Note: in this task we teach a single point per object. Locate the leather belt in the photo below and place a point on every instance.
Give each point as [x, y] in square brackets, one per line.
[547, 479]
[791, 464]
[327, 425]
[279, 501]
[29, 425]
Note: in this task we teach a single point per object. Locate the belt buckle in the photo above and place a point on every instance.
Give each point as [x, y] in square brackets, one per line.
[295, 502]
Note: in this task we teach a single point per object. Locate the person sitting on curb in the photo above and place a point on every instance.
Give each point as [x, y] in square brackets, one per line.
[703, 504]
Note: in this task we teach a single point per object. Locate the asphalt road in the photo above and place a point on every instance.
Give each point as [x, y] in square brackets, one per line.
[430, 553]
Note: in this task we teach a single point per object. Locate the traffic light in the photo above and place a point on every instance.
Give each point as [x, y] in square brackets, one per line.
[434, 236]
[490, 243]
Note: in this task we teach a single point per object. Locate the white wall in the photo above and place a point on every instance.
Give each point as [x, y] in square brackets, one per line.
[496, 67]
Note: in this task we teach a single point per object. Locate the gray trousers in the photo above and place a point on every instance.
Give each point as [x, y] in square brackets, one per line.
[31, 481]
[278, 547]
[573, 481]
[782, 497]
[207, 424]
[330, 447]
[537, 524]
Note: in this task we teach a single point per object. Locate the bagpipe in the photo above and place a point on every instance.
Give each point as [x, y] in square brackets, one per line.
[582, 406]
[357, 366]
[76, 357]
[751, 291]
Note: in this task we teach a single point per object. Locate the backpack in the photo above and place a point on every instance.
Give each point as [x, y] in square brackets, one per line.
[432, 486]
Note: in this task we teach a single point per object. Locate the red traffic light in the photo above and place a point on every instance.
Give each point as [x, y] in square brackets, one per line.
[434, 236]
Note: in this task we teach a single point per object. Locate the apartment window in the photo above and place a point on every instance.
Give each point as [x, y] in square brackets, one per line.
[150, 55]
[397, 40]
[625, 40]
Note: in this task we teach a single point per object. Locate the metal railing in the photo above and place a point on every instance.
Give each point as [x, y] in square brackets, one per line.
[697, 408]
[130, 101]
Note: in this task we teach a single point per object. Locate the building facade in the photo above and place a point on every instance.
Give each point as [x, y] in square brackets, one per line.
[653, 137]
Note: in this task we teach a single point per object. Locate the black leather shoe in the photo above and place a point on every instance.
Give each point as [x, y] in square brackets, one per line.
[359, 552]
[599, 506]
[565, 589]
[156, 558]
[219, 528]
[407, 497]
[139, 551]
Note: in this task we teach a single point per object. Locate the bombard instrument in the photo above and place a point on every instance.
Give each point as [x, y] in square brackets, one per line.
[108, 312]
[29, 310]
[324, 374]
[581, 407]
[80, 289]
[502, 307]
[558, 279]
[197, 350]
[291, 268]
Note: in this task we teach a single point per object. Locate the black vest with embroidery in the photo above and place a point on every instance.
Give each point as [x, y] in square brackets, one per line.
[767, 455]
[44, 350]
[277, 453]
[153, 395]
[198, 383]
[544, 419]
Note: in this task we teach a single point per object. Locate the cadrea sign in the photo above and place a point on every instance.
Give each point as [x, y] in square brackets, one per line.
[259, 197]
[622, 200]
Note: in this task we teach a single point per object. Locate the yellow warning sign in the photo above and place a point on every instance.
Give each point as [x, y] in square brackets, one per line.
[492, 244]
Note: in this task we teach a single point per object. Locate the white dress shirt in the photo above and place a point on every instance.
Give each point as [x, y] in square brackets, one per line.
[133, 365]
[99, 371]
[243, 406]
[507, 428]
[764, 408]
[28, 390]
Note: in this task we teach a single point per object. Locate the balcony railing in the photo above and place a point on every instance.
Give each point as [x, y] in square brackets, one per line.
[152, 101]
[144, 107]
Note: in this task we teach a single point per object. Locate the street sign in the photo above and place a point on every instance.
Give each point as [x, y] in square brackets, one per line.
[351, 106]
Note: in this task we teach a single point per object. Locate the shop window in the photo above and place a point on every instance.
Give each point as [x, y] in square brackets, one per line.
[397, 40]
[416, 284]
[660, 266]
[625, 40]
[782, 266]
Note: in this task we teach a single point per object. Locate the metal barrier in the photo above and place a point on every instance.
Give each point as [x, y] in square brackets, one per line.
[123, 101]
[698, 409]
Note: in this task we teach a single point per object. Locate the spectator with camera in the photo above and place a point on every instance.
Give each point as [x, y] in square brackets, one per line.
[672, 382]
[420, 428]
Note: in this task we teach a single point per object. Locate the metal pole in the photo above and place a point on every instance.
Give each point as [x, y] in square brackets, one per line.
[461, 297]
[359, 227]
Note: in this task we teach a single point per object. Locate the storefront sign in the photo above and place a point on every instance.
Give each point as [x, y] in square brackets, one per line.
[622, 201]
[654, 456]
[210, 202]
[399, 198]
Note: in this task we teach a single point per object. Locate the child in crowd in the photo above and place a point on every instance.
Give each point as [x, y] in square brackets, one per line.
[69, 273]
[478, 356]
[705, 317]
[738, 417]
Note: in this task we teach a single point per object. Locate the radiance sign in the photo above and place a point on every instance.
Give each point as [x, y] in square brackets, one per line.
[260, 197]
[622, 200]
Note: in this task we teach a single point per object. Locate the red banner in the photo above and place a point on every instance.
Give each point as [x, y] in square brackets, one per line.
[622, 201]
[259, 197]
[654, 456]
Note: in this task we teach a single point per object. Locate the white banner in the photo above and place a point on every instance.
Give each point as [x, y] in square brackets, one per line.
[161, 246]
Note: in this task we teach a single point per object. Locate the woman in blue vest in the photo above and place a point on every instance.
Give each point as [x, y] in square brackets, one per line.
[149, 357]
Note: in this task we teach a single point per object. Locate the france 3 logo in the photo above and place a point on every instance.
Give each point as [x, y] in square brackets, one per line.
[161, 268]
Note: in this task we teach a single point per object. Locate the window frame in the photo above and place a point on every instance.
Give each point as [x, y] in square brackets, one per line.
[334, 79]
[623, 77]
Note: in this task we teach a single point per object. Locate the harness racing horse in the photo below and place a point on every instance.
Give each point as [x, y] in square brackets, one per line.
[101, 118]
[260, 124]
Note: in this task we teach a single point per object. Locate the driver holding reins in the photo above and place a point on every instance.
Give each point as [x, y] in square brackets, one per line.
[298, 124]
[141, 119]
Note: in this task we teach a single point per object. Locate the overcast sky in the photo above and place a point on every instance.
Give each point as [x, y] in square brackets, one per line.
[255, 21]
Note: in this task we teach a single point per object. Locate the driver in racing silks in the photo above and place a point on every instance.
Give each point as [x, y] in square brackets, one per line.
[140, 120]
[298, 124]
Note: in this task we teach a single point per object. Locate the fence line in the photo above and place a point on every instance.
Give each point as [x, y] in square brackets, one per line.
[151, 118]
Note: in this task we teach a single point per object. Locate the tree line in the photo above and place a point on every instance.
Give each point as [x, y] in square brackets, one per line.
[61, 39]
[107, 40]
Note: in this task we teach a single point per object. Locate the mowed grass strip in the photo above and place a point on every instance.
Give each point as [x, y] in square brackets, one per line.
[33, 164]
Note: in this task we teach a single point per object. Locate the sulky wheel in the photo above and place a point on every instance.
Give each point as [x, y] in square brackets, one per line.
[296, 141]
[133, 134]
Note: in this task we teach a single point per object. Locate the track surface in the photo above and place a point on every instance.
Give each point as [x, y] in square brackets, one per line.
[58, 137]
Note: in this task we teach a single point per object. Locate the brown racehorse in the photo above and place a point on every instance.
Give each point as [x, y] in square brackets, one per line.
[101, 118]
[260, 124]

Requirement ▸ Faithfully reproduce all of the records, character for character.

In response ▸
Note: in this task we teach a single point per object. Locate the leather belt in the photo below and place a point on every instance.
Give each point as [x, y] in square brackets, one per line.
[547, 479]
[791, 464]
[327, 425]
[279, 501]
[29, 425]
Note: in this task we teach a single point per object. Locate the belt buckle in the photo above and place a point on every instance.
Give each point as [x, y] in square brackets, one per line.
[295, 502]
Note: in this task we teach a single point per object. Locate the person sitting on curb in the photo above and place a point on every instance.
Give each point as [x, y] in square brackets, one per line.
[703, 504]
Note: in this task we teach a single point per object. Locate the asphalt road in the photo above and place a point on every instance.
Give each point as [x, y] in square brackets, one per line.
[430, 553]
Note: in this task we teach a single point per object. Locate the traffic light in the photo above and place a point on every instance.
Give each point as [x, y] in square brackets, one per line.
[434, 236]
[490, 243]
Note: in this task we teach a single point per object. Locate the white wall in the photo above and place a point on every instance.
Give each point as [x, y] in square brackets, one per line.
[496, 67]
Note: in this task we teach a single point per object. Locate the gray trousers in the photo above and place a point on every instance.
Give each point as [x, y] in square brackets, one per line.
[31, 481]
[278, 547]
[573, 481]
[782, 497]
[207, 424]
[330, 447]
[537, 524]
Note: in this task we teach a single point per object. Locate the bagpipe in the photo above and place a point on every instance.
Give each point as [x, y] in square brackets, one per line.
[582, 406]
[357, 366]
[76, 357]
[751, 291]
Note: in this task we teach a single point per object. Locate the backpack in the photo above and place a point on every instance.
Give each point as [x, y] in square brackets, one per line.
[432, 486]
Note: in this task we teach a single point per object. Locate the red traffic light in the photo above and place a point on every instance.
Give each point as [x, y] in square brackets, one per line.
[434, 236]
Note: in this task we teach a single point per object. Locate the apartment window in the photo above and place a point on every instance.
Give each point as [x, y] in square brackets, one per line.
[150, 55]
[397, 40]
[625, 40]
Note: in this task we teach a single point per object. Locate the metal railing in the photo above and place a point on every instance.
Give each point as [x, y] in square brackets, one per line.
[697, 408]
[130, 101]
Note: in this task we teach a single point per object. Locate the building facade in the photo above and place a point on every instance.
Give each point as [x, y] in square brackets, one per line.
[653, 137]
Note: in this task we teach a single point per object. Locate the black leather shoe in the photo above and place a point on every instance.
Give each point as [x, y] in square brackets, one per line.
[359, 552]
[599, 506]
[565, 589]
[156, 558]
[219, 528]
[407, 497]
[139, 551]
Note: in this task we teach a single point per object. Locate the bombard instrument in the photo above and place a point on every instance.
Give each point as [x, y] in square brackets, one per line.
[108, 312]
[29, 310]
[324, 374]
[581, 407]
[80, 289]
[502, 307]
[558, 279]
[197, 350]
[291, 268]
Note: in this task we teach a single point per object. Locate the black vest with embroidery in the photo above and place a point on every instance.
Give each point as [x, y] in square brackets, one per line.
[767, 455]
[44, 350]
[277, 453]
[153, 395]
[198, 383]
[544, 419]
Note: in this task we teach a single point per object. Locate the cadrea sign in the photo above and place a point on every instance.
Give each point as [x, y] in square brackets, one per line.
[259, 197]
[622, 200]
Note: in this task we teach a single point per object. Locate the yellow warning sign in the photo above and place a point on every instance.
Give each point as [x, y] in square brackets, one per line.
[492, 244]
Note: in this task we teach a single point per object. Locate the white dress shirt in the photo above and place a point on every instance.
Give each point as [x, y] in square brackets, one per line.
[133, 365]
[99, 371]
[243, 406]
[507, 428]
[764, 408]
[28, 390]
Note: in this task we teach a single point per object. Locate the balcony railing in the photo above and place a point on every instance.
Give each point as [x, y] in square brackets, one per line.
[152, 101]
[144, 107]
Note: in this task we teach a single point per object. Locate the street sign in the photo above and place a point on every instance.
Give each point as [x, y] in square brackets, one per line.
[351, 106]
Note: in this task we teach a single point per object. Locate the shop window in the photo above and place a point on every instance.
Give each point as [x, y] in square brackets, one per line.
[397, 40]
[416, 284]
[660, 266]
[625, 40]
[782, 266]
Note: in this task we teach a single point per object. Locate the metal barrier in the photo above and place a point on every instance.
Give each point as [x, y] in square brackets, one per line.
[123, 101]
[698, 409]
Note: in this task we teach a single point per object. Locate the spectator with camera in the photo above and place a point on every instance.
Give each point as [x, y] in square brackets, one per line.
[672, 382]
[420, 428]
Note: in this task we teach a single point per object. Locate the metal pole in the photo above and place a point on every instance.
Give each point as [x, y] in square brackets, one per line.
[461, 297]
[359, 227]
Note: in this task we teach a single point per object. Locate the storefront sign in the photo above and place a point on every instance.
Give each point as [x, y] in square brackets, one per line.
[622, 201]
[654, 456]
[210, 202]
[399, 198]
Note: in this task we teach a single point per object. Locate the child in crowd in the photo above and place a point on every instance.
Give each point as [x, y] in square brackets, one per line.
[69, 273]
[478, 356]
[705, 317]
[738, 417]
Note: in this task we teach a single point per object. Locate the radiance sign in the photo above and place a point on every instance.
Give each point as [x, y] in square brackets, one per line.
[260, 197]
[622, 200]
Note: in this task we teach a single point per object. Locate the red banner in the photo above and place a point on every instance.
Give each point as [x, y] in square brackets, one per line.
[622, 201]
[259, 197]
[654, 456]
Note: in this task we teach a single point per object. Locate the white banner in the photo above and place a point on every instance.
Give each point as [x, y] in square brackets, one per line.
[161, 246]
Note: in this task we teach a single point per object. Locate the woman in blue vest in the photo above and place a point on every instance.
Give each point as [x, y] in square brackets, one per line.
[149, 357]
Note: in this task we teach a single point per object. Locate the france 3 logo in the photo above and place a point on every instance.
Give each point as [x, y] in square brackets, one per line.
[161, 268]
Note: in this task we teach a single point per object. Locate the window frame in the photo above and place a point on every instance.
Give each point as [x, y] in square brackets, one per line.
[334, 79]
[623, 77]
Note: in this task we teach a single point per object. Locate the harness racing horse in the photo below and place a point on every instance.
Give each point as [x, y] in square brackets, one per line.
[101, 118]
[260, 124]
Note: in this task we teach a single point per object. Locate the driver holding reins in the photo above and place a point on every instance.
Give each point as [x, y] in square brackets, one per line.
[298, 124]
[141, 119]
Note: in this task we teach a single point per object. Locate the overcast sky in the photo above and place a point on every instance.
Give each point as [x, y] in square brackets, one per line.
[255, 21]
Note: in this task we teach a single point per object. Locate the driver in racing silks in the photo above and place a point on every instance.
Give each point as [x, y] in square brackets, one per line.
[140, 120]
[298, 124]
Note: in this task we teach a single point per object. Locate the fence line in the photo above and place a point on every instance.
Give each point as [x, y] in square brackets, one per line.
[151, 118]
Note: in this task we teach a single point per object. Locate the tree line in the photo above and place a point on every instance.
Give each point as [x, y] in square brackets, one per line.
[61, 39]
[107, 40]
Note: in this task we teach a single point per object. Locate the mowed grass strip in the photo above and place a point on every instance.
Give each point as [x, y] in square brackets, one per line.
[33, 164]
Note: in this task we teach a single point per object. Locate the sulky wheel in the photo above and place a point on every instance.
Give each point as [x, y] in square brackets, one per line.
[296, 141]
[133, 134]
Note: in this task we teach a single point per object. Locate the track surface in the photo above and place a point on every instance.
Give each point as [x, y] in square brackets, one per line.
[58, 137]
Note: in this task we teach a single point per object. Locate the brown racehorse in the photo above and place a point on every instance.
Give each point as [x, y] in square brackets, one per line.
[101, 118]
[260, 124]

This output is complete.